▶ **Task brief**
There is one span to output from the data below: the lines starting at the line with "Task: tag every instance of the black" and ending at the line with "Task: tag every instance of the hanging strap". Output it exactly, ends included, nothing more.

Collection entries:

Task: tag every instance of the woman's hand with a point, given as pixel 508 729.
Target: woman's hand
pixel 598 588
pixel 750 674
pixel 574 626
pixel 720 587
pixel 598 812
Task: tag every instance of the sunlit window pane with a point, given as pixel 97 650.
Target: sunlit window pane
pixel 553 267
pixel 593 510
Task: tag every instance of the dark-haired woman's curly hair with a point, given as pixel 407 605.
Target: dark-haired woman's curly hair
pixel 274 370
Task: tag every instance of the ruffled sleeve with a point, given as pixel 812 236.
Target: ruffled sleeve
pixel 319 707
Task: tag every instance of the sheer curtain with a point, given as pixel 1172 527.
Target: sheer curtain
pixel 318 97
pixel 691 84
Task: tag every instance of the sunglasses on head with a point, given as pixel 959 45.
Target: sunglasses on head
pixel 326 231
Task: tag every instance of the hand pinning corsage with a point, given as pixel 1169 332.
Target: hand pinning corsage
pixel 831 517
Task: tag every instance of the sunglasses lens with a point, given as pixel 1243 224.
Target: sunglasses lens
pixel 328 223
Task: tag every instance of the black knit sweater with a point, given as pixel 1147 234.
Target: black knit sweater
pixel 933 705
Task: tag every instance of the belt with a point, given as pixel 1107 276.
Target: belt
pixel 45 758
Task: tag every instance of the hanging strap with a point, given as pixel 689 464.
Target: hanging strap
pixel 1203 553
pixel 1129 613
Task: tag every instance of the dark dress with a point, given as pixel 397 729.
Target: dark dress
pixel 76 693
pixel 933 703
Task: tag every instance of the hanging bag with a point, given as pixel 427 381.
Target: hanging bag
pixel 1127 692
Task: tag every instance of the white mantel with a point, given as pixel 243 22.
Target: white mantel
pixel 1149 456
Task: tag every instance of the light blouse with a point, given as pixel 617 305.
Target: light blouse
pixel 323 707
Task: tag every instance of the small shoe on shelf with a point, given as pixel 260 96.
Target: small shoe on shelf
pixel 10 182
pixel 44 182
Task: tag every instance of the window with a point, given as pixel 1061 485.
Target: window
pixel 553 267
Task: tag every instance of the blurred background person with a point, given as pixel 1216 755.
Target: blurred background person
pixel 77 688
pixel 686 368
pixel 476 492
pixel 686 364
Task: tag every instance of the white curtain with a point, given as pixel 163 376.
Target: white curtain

▶ **Written response**
Task: tag every instance of the black knit sweater with a point, given as pixel 1147 234.
Target: black knit sweater
pixel 933 705
Task: tag every instance of the belt with a point, given as pixel 1107 276.
Target: belt
pixel 45 758
Task: tag every instance of the hanging strap with a point, given as pixel 689 464.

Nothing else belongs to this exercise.